__PROBLEM__. For the passage about the Putin–Xi meeting in Beijing, decide whether each statement agrees with it: (a) the joint statement issued after the summit ran to 99 paragraphs; (b) Putin and Xi had last met in person in 2021; (c) the passage identifies a major current disagreement between Russia and China. Give yes or no for each, with the deciding words of the passage quoted.

__DOCUMENT PASSAGE__.
Russian President Vladimir Putin attended the opening ceremony of the Winter Olympics in Beijing recently. He also had extensive discussions with Chinese President Xi Jinping on a variety of global topics while he was there. Following their summit, Russia and China issued a lengthy 99-paragraph joint statement outlining how they came to share viewpoints on a number of global and regional issues.
The visit was important since it was their first face-to-face meeting since 2019; Xi has not travelled for any meetings with foreign leaders since the COVID-19 pandemic broke out in early 2020.
Both sides are under pressure from the US and the West, which lends their collaboration some substance. It’s also worth noting that there are no major current disagreements that could stymie this collaboration. Both are authoritarian nations on an intellectual level, attempting to block the development of liberal democratic and human rights principles both domestically and internationally. In fact, the expansion of liberal ideas around the world has the potential to harm the elites of both countries: Putin and his kleptocratic cronies in the Kremlin, as well as Xi and the Chinese Communist Party in Beijing.

__Stored data__.
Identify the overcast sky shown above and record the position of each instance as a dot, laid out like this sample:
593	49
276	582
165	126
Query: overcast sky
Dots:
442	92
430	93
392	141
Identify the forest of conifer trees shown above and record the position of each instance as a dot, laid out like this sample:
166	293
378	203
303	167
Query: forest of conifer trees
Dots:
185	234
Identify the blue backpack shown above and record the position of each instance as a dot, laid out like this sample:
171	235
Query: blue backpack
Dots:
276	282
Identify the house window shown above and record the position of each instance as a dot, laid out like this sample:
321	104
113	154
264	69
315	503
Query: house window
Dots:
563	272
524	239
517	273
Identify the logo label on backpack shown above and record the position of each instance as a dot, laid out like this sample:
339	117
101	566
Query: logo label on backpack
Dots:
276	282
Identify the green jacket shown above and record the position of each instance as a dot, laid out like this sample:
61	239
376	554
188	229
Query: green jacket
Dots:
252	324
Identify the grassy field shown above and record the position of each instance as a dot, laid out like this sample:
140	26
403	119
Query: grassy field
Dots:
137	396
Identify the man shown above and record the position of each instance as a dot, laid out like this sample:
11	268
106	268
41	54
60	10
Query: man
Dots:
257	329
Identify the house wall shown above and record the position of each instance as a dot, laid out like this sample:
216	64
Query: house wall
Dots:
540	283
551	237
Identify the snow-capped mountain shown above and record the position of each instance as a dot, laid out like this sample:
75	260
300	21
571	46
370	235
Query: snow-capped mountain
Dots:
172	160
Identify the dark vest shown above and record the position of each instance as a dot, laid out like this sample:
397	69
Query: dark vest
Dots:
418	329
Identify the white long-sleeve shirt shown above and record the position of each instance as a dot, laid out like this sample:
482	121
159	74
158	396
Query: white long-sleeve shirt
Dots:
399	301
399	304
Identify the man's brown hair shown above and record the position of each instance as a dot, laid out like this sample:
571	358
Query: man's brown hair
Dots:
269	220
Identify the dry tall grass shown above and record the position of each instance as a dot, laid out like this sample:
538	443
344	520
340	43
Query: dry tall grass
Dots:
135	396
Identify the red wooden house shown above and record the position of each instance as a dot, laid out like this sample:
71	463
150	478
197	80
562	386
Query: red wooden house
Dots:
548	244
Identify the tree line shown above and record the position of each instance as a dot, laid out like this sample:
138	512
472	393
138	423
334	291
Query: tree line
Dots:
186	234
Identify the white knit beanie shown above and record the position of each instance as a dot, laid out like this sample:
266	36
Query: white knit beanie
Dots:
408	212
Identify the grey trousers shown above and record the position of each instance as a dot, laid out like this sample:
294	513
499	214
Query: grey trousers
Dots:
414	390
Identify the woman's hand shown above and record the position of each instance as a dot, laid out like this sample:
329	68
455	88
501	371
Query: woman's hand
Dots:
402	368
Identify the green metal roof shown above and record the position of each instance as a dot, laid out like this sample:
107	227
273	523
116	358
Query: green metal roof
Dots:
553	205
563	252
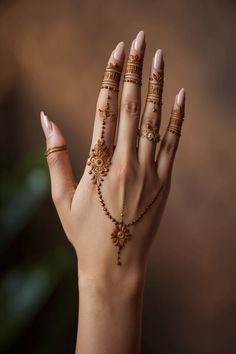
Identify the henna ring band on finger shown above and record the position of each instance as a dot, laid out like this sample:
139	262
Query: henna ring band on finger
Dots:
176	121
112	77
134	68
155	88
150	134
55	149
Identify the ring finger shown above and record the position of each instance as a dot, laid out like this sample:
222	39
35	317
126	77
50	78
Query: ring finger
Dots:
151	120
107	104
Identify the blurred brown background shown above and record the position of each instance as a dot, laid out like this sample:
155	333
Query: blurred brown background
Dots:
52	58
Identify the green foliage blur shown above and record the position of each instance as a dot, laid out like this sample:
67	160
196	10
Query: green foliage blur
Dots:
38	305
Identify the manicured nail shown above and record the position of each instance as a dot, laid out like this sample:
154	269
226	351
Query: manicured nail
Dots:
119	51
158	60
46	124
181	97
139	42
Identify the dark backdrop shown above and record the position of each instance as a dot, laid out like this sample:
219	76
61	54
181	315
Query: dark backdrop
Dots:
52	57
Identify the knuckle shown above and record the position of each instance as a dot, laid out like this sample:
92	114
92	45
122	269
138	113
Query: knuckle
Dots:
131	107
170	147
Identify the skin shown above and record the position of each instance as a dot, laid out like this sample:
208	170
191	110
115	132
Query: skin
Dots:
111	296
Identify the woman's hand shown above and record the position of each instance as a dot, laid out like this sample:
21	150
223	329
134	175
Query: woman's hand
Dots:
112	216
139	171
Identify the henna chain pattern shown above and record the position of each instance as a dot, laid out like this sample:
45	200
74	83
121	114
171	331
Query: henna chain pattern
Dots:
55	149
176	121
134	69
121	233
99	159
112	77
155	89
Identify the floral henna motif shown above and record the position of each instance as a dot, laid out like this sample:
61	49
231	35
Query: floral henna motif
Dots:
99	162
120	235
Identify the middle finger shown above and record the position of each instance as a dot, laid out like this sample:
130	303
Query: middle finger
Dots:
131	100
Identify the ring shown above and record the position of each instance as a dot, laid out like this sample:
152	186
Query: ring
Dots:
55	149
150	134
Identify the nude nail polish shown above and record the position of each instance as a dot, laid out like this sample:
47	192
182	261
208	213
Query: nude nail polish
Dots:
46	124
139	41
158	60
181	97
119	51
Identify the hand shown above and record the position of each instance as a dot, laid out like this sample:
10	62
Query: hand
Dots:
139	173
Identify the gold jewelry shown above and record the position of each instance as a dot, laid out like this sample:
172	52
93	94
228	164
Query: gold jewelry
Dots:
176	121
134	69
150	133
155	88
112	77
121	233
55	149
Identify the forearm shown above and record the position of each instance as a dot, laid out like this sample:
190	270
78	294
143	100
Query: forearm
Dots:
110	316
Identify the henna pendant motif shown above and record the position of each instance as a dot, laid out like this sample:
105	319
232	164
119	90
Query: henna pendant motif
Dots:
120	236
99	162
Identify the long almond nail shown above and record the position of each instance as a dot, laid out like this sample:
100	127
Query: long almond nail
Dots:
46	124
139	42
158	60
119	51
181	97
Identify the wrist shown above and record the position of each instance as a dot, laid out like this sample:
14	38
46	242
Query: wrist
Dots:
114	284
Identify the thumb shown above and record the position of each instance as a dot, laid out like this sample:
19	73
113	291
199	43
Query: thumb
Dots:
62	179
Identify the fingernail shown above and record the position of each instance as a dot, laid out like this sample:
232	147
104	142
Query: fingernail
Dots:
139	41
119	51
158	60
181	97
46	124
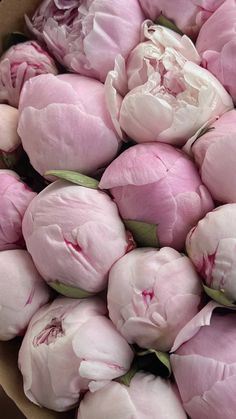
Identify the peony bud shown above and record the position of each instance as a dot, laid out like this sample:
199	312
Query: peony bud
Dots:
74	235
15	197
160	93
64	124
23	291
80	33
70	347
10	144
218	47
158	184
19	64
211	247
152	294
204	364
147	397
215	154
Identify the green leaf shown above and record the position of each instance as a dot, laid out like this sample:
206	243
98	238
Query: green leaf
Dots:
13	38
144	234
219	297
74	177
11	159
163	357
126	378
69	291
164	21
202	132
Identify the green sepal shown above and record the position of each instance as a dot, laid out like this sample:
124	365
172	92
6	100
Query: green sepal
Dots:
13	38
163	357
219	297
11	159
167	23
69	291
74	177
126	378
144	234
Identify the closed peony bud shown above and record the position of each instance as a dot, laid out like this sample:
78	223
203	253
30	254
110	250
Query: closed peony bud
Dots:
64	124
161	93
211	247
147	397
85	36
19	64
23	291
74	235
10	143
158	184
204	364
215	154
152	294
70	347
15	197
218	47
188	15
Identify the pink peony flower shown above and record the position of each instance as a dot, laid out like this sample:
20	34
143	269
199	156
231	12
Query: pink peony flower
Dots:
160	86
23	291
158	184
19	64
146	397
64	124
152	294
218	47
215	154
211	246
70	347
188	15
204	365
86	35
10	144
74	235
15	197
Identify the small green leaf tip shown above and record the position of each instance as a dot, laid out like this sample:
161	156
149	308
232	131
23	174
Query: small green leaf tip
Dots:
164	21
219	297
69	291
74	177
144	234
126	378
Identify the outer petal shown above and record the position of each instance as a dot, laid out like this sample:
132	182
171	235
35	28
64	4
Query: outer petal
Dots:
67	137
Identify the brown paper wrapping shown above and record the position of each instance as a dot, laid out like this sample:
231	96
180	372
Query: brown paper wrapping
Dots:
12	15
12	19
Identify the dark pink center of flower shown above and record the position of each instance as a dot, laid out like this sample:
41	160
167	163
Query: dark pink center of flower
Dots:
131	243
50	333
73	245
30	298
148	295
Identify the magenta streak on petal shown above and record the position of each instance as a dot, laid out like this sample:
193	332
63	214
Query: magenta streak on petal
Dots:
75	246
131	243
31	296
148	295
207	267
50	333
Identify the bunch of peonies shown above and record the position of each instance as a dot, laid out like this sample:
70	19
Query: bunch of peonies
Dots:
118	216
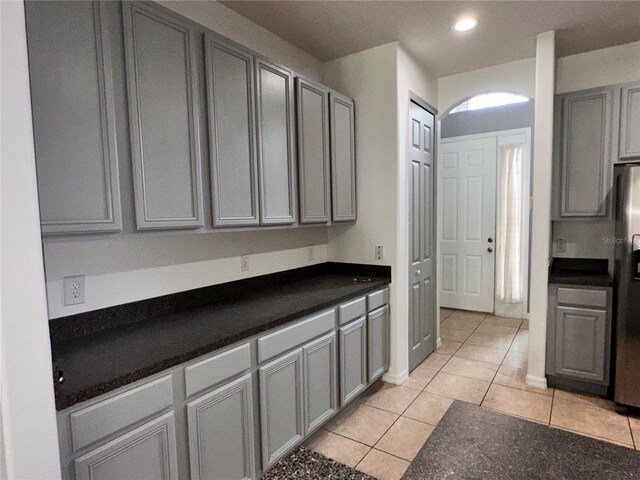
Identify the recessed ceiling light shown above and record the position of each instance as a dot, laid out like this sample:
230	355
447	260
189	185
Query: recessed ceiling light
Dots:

...

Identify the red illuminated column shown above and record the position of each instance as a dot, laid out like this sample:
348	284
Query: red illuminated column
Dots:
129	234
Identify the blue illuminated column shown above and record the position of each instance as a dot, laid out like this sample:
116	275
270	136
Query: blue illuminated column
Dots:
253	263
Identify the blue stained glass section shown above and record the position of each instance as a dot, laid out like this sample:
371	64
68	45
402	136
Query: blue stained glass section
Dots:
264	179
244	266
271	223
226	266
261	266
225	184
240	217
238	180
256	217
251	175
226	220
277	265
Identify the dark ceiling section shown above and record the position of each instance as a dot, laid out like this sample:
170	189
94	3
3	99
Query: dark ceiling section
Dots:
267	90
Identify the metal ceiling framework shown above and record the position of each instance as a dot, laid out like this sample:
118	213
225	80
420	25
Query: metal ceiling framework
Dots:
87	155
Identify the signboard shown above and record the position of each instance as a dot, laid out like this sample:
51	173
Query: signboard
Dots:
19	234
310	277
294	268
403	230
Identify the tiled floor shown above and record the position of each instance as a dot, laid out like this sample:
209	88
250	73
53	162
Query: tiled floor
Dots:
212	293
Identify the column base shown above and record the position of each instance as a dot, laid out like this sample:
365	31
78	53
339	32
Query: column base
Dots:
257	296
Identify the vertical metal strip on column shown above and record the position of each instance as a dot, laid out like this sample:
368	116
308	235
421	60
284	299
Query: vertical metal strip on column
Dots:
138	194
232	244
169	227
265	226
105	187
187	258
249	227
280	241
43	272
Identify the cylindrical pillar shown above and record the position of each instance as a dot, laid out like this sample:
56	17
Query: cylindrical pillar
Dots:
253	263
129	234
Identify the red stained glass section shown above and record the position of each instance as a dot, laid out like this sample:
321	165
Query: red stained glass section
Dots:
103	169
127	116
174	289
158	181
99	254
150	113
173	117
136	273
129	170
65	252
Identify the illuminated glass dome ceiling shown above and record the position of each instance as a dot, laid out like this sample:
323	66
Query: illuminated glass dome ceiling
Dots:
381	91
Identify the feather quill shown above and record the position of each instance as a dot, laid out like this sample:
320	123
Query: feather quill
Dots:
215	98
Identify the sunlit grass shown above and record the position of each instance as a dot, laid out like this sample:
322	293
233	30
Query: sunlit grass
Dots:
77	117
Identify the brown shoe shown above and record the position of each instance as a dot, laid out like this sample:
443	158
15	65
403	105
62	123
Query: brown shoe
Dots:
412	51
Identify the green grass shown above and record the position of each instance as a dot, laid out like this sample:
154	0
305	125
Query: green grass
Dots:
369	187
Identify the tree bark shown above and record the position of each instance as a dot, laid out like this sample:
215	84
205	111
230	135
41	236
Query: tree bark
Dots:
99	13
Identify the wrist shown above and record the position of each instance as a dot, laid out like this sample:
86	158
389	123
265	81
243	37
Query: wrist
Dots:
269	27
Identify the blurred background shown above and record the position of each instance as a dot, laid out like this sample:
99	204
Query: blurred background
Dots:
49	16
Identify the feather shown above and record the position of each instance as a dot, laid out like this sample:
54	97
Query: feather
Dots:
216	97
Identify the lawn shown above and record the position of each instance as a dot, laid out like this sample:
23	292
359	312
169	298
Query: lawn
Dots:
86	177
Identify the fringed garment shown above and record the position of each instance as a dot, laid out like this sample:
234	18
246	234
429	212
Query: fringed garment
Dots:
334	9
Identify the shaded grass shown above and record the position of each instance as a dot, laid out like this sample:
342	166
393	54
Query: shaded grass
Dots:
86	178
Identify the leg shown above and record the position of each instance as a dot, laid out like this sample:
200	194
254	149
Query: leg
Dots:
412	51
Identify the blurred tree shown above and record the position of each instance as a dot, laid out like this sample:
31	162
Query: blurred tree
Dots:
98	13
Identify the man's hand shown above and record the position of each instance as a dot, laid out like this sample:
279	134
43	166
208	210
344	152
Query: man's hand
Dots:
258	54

__EXERCISE OUTPUT__.
(a) Yes: "a lengthy 99-paragraph joint statement"
(b) No: "their first face-to-face meeting since 2019"
(c) No: "there are no major current disagreements that could stymie this collaboration"